» **DOCUMENT PASSAGE**
On Monday, Professor Low told us that we needed to act on a contingency plan in case I could not get all of the convolutional operations done before the demo on Monday, April 20. He was absolutely right, and I’ve rescoped the hardware portion to include only the layers needed for Linear Layers, which we already had implemented. I’m disappointed that I wasn’t able to implement my specifications for the convolutional layers (which includes Max Pooling and Flatten operations), but I seriously underestimated the amount of time it would take and it does not achieve the core goal of the project, which is to implement a fast hardware architecture for training neural networks.

» **RECORDS FOR PROCESSING**
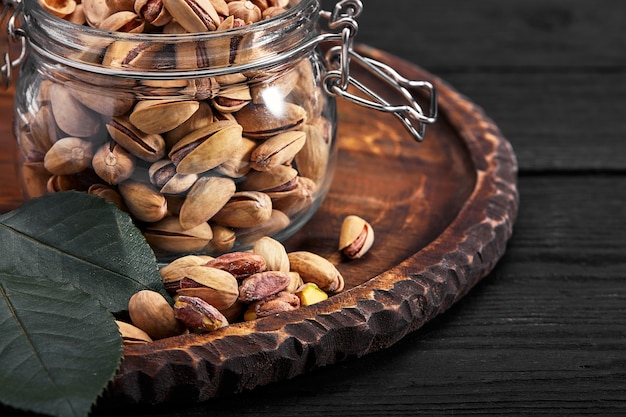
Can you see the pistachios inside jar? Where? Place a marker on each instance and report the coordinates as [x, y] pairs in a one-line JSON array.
[[205, 120]]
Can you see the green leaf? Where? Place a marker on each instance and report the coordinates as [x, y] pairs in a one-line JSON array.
[[59, 347], [79, 238]]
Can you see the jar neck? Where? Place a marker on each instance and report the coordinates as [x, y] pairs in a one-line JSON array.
[[259, 46]]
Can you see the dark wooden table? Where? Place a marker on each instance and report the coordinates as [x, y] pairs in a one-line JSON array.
[[545, 332]]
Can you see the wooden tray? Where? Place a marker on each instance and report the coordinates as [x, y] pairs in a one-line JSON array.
[[442, 211]]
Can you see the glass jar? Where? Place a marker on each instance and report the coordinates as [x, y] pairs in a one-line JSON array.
[[209, 140]]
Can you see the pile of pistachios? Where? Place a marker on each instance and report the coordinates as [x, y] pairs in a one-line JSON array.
[[211, 293], [151, 16]]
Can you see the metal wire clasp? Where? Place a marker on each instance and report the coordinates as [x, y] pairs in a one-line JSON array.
[[338, 78], [9, 12]]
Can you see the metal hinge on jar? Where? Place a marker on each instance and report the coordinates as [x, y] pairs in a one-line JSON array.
[[343, 28], [8, 15], [338, 79]]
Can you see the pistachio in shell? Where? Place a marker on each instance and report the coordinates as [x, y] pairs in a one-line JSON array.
[[278, 150], [215, 286], [205, 198], [167, 236], [71, 115], [245, 209], [143, 200], [316, 269], [69, 155], [113, 164], [162, 115], [356, 238], [147, 146], [206, 148], [260, 121]]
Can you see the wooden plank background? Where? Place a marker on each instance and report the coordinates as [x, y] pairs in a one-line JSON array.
[[545, 332]]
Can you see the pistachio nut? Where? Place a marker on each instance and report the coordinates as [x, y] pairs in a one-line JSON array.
[[119, 5], [274, 88], [279, 303], [273, 252], [153, 12], [95, 11], [144, 202], [127, 53], [215, 286], [201, 118], [172, 273], [262, 285], [68, 156], [316, 269], [261, 122], [278, 150], [232, 99], [223, 239], [198, 315], [59, 8], [149, 147], [163, 175], [194, 15], [102, 101], [313, 158], [239, 264], [58, 183], [151, 312], [356, 238], [280, 178], [238, 164], [245, 10], [168, 236], [35, 178], [205, 198], [123, 21], [71, 116], [132, 335], [108, 193], [78, 16], [43, 132], [158, 116], [295, 284], [233, 313], [206, 148], [276, 223], [245, 209], [310, 293], [113, 163], [296, 199], [272, 12], [221, 7]]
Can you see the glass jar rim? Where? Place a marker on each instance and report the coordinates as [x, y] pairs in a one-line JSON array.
[[290, 33]]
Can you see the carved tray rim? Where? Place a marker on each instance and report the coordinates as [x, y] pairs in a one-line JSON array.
[[381, 311]]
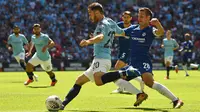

» **SET TASK 1**
Give the part of the records that opens with the line containing "Can you see the metal wire" and closes with the line containing "[[338, 78], [9, 12]]" as a JSON list of strings, one string per line, with blank lines left out.
» **SET TASK 2**
Take the project update on rescoping the neural network training hardware further, continuing from where it stops.

» **WRITTEN ANSWER 1**
[
  "Can you see the metal wire clasp? Where? Place a marker on each instance and report the coordinates as [x, y] pairs in a one-line JSON array.",
  "[[338, 78], [9, 12]]"
]

» **WRITTEN ANSWER 2**
Accomplishments
The hardware architecture is complete up to the Data Pipeline Router, which interfaces with the SPI bus that Jared is working on. At this point, we have a top-level module that drives signals to the Model Manager, which exposes memory handles to the FPU, which drives signals to the memory port managers in the MMU, which multiplexes a single-cycle on-chip memory and simulated off-chip SDRAM (which stalls be a number of cycles before servicing a request). We’re currently working on implementing these signals into the Data Pipeline Router, which will read packets and drive the proper signals without needing a testbench.
Schedule & Accomplishments for Next Week
Now that we’re not implementing convolutional layers, we need a benchmark suite of models to train on. We will be making this throughout the next week so we can get some numbers for how fast our hardware implementation can train them.